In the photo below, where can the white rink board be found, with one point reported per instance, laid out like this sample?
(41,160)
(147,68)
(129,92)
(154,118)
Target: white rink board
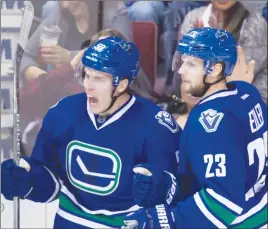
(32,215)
##############################
• _Problem description_: Drop the pictures, then repeat the material word for word.

• _Task answer_:
In the photo below, where can the white rink board be found, with one point reported per instance, laid out like this sample?
(41,160)
(147,68)
(129,92)
(154,118)
Target: white rink board
(32,215)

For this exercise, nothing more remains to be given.